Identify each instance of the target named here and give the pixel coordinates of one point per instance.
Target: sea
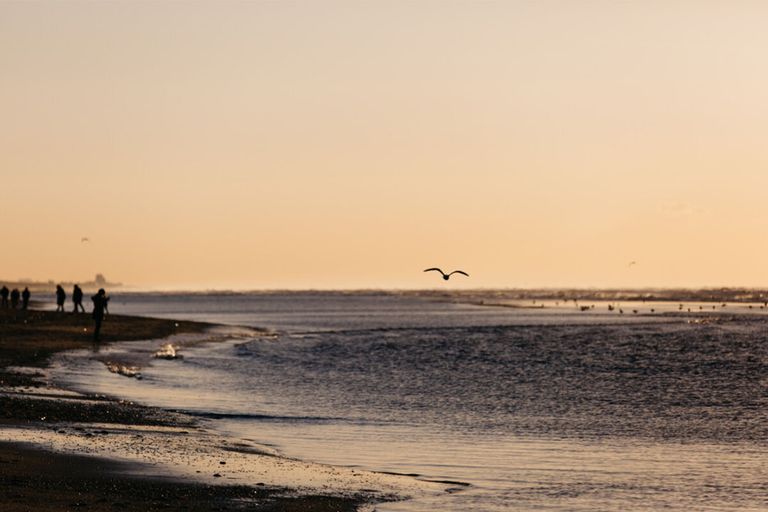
(520, 405)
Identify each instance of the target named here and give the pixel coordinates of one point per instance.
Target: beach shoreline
(60, 449)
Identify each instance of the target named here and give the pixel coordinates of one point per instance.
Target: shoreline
(60, 449)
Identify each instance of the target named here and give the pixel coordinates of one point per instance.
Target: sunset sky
(353, 144)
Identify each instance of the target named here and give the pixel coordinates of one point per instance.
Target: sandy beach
(61, 450)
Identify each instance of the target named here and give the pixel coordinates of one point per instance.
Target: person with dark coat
(100, 301)
(61, 296)
(15, 296)
(77, 298)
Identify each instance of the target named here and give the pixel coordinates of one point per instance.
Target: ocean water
(527, 408)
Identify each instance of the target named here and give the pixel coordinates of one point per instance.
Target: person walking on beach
(15, 296)
(77, 298)
(61, 296)
(25, 298)
(100, 301)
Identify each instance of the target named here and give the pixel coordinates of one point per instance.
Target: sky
(248, 145)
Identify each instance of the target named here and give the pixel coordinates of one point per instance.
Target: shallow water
(536, 409)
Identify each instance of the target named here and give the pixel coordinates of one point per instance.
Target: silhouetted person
(100, 301)
(15, 296)
(61, 296)
(77, 298)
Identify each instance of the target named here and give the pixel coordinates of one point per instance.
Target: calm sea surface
(535, 409)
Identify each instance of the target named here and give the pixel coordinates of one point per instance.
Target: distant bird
(447, 276)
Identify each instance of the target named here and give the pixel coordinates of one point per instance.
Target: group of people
(10, 299)
(14, 296)
(77, 299)
(100, 303)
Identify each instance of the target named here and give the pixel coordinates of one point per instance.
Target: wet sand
(60, 450)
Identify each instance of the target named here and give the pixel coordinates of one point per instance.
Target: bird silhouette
(447, 276)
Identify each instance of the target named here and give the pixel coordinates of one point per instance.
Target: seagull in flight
(448, 276)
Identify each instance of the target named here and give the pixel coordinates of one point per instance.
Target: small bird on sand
(447, 276)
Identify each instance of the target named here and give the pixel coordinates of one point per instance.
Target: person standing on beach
(100, 301)
(77, 298)
(61, 296)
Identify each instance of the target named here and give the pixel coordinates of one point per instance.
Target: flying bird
(447, 276)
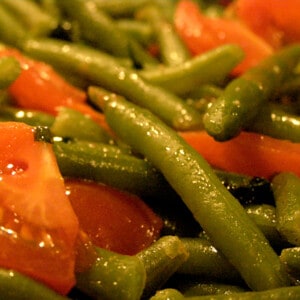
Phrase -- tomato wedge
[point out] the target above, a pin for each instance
(249, 153)
(113, 219)
(277, 21)
(40, 87)
(38, 226)
(202, 33)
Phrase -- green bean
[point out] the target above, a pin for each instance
(95, 23)
(16, 286)
(206, 261)
(172, 50)
(122, 171)
(113, 276)
(9, 71)
(286, 187)
(167, 294)
(161, 260)
(290, 257)
(11, 30)
(70, 123)
(212, 289)
(211, 67)
(121, 8)
(264, 216)
(36, 20)
(285, 293)
(30, 117)
(139, 30)
(83, 61)
(273, 120)
(241, 242)
(244, 96)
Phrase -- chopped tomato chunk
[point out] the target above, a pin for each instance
(113, 219)
(38, 225)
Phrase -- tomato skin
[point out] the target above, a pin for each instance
(202, 33)
(113, 219)
(277, 21)
(38, 225)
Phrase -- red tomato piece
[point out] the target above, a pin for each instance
(38, 225)
(277, 21)
(202, 33)
(113, 219)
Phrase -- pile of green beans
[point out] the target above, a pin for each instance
(225, 235)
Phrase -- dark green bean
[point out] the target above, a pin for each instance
(211, 67)
(275, 121)
(113, 276)
(290, 257)
(9, 71)
(85, 62)
(30, 117)
(286, 187)
(119, 170)
(11, 30)
(221, 216)
(70, 123)
(244, 96)
(285, 293)
(36, 20)
(172, 50)
(161, 260)
(212, 289)
(16, 286)
(207, 262)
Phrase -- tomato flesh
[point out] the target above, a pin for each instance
(113, 219)
(38, 227)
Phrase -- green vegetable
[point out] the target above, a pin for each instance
(244, 96)
(241, 242)
(211, 67)
(161, 261)
(286, 187)
(113, 276)
(83, 61)
(10, 69)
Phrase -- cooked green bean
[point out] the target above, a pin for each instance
(70, 123)
(36, 20)
(211, 67)
(172, 50)
(286, 187)
(82, 60)
(242, 243)
(212, 289)
(285, 293)
(244, 96)
(10, 69)
(161, 261)
(119, 170)
(290, 257)
(28, 116)
(16, 286)
(113, 276)
(11, 30)
(206, 262)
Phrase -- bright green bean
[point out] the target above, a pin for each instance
(211, 67)
(161, 261)
(286, 187)
(244, 96)
(85, 62)
(113, 276)
(221, 215)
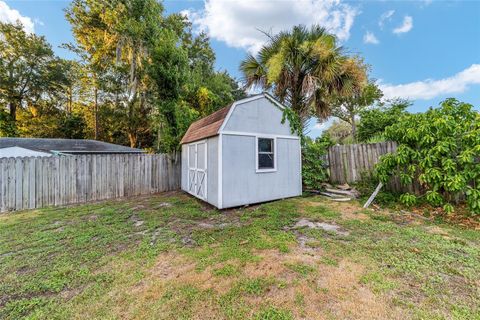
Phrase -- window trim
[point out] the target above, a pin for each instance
(274, 138)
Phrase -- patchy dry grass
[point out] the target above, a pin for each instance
(170, 256)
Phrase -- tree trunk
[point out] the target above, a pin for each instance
(133, 139)
(354, 127)
(95, 106)
(12, 106)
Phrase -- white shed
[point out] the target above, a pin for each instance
(242, 154)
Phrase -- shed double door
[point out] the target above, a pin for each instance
(197, 169)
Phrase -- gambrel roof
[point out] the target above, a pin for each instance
(206, 127)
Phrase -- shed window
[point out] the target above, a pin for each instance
(266, 156)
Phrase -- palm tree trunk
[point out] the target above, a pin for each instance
(354, 127)
(95, 106)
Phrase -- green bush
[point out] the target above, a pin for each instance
(314, 169)
(373, 121)
(440, 148)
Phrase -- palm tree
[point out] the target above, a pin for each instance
(304, 68)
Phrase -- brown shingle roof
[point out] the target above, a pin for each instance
(206, 127)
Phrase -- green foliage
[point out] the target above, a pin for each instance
(408, 199)
(7, 125)
(30, 74)
(304, 68)
(272, 313)
(347, 108)
(314, 168)
(340, 132)
(373, 121)
(440, 148)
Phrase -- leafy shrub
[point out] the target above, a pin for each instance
(314, 170)
(373, 121)
(441, 148)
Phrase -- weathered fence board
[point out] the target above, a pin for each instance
(36, 182)
(349, 163)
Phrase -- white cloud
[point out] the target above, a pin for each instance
(428, 89)
(238, 23)
(370, 37)
(406, 26)
(387, 15)
(10, 15)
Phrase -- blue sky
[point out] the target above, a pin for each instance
(422, 50)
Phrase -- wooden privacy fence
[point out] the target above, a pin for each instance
(36, 182)
(349, 163)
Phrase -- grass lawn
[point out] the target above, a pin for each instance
(170, 256)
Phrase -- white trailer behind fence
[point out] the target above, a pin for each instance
(36, 182)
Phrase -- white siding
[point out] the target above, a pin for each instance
(243, 185)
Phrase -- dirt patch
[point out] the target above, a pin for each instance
(137, 222)
(330, 292)
(348, 210)
(329, 227)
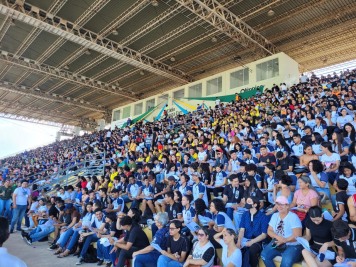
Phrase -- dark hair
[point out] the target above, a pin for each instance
(342, 184)
(340, 229)
(251, 167)
(4, 230)
(137, 214)
(200, 206)
(179, 194)
(317, 165)
(219, 204)
(315, 211)
(189, 198)
(170, 194)
(177, 224)
(126, 220)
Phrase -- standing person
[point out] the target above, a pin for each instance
(5, 199)
(21, 199)
(283, 228)
(6, 259)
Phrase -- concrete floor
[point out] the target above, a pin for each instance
(38, 255)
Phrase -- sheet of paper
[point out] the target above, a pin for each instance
(156, 246)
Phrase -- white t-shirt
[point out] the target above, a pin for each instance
(328, 160)
(22, 195)
(235, 258)
(285, 229)
(6, 259)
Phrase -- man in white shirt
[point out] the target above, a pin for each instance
(21, 198)
(6, 259)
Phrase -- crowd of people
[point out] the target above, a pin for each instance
(272, 175)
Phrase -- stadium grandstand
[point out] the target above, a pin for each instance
(200, 133)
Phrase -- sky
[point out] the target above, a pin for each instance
(17, 136)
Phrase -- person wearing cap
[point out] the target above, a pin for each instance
(5, 199)
(21, 199)
(318, 229)
(283, 228)
(345, 241)
(199, 188)
(343, 119)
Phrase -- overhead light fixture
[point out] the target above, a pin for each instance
(270, 13)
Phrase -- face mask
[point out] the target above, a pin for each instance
(248, 206)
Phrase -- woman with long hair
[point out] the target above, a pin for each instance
(231, 255)
(177, 247)
(253, 231)
(304, 198)
(203, 252)
(307, 156)
(349, 133)
(339, 145)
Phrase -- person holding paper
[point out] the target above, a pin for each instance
(318, 230)
(253, 231)
(148, 256)
(177, 247)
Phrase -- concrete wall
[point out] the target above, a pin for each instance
(288, 73)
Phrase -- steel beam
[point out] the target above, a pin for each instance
(9, 87)
(41, 19)
(227, 22)
(60, 74)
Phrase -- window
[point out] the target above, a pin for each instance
(214, 86)
(138, 109)
(267, 70)
(196, 90)
(126, 112)
(178, 94)
(150, 104)
(239, 78)
(116, 115)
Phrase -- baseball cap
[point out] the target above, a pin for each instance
(282, 200)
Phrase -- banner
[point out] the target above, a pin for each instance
(244, 93)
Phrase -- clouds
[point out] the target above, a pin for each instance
(17, 136)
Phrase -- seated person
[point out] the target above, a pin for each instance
(135, 239)
(283, 228)
(148, 256)
(253, 231)
(345, 241)
(177, 247)
(318, 230)
(231, 255)
(203, 252)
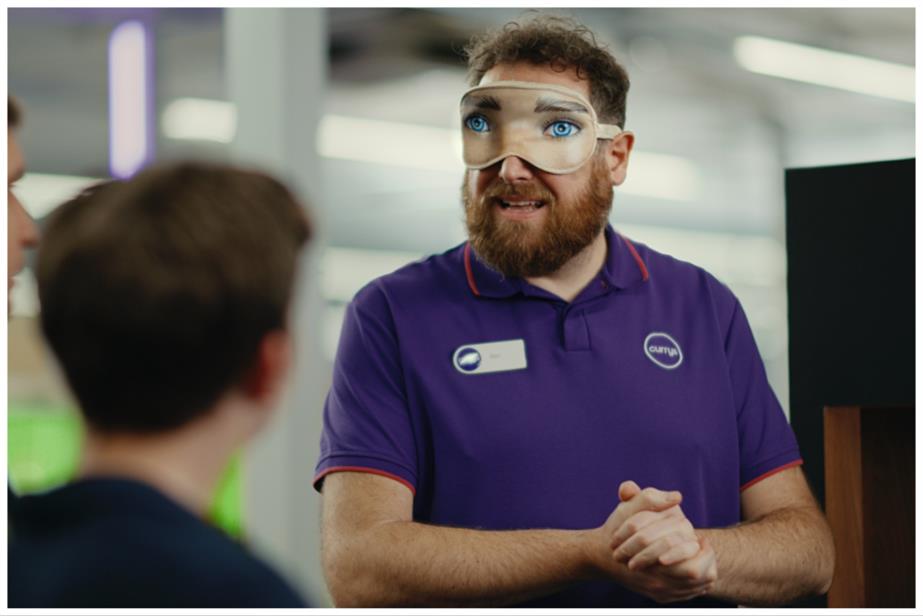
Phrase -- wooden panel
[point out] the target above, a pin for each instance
(888, 470)
(843, 478)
++++
**TASK PROMPT:** Write out exactly the lines from the line holding "Phrase -- overhead light fixture" through the last line of the records above, inclusive, and nothing more. Leave out the pictures.

**ANSWER TO THE TASK:**
Phrase -- overhead light fixture
[point out] the target above, a pin for each instance
(270, 13)
Phrase -- face mask
[point out] the target above, a pin for each instance
(248, 206)
Phrase -- woman with long hair
[point out] the target above, a pin for each instance
(231, 255)
(177, 247)
(253, 231)
(304, 198)
(203, 252)
(307, 156)
(349, 133)
(339, 145)
Phrase -- person holding paper
[point out] the target above, a pin for each instance
(318, 230)
(253, 231)
(148, 256)
(177, 247)
Phrase -- concrete wall
[point out] the target above, a pin for each instance
(288, 73)
Phrase -- steel beam
[point out] the target above, a pin for each instance
(9, 87)
(41, 19)
(227, 22)
(60, 74)
Phrase -- window
[point out] the target above, a pin for each instance
(214, 86)
(138, 109)
(267, 70)
(196, 90)
(126, 112)
(178, 94)
(150, 104)
(239, 78)
(116, 115)
Phrase -- baseball cap
[point out] the target above, a pin for each instance
(282, 200)
Phrase -- banner
[point out] the target above, a pin for each instance
(244, 93)
Phrase -- clouds
[point out] the target above, a pin for each instance
(17, 136)
Phrase -- seated person
[point out] the target above, a pin for each instance
(135, 239)
(283, 228)
(148, 256)
(253, 231)
(345, 241)
(177, 247)
(318, 230)
(231, 255)
(203, 252)
Phrase -- wooden panel
[point out] the target above, a pin for each instance
(888, 470)
(843, 478)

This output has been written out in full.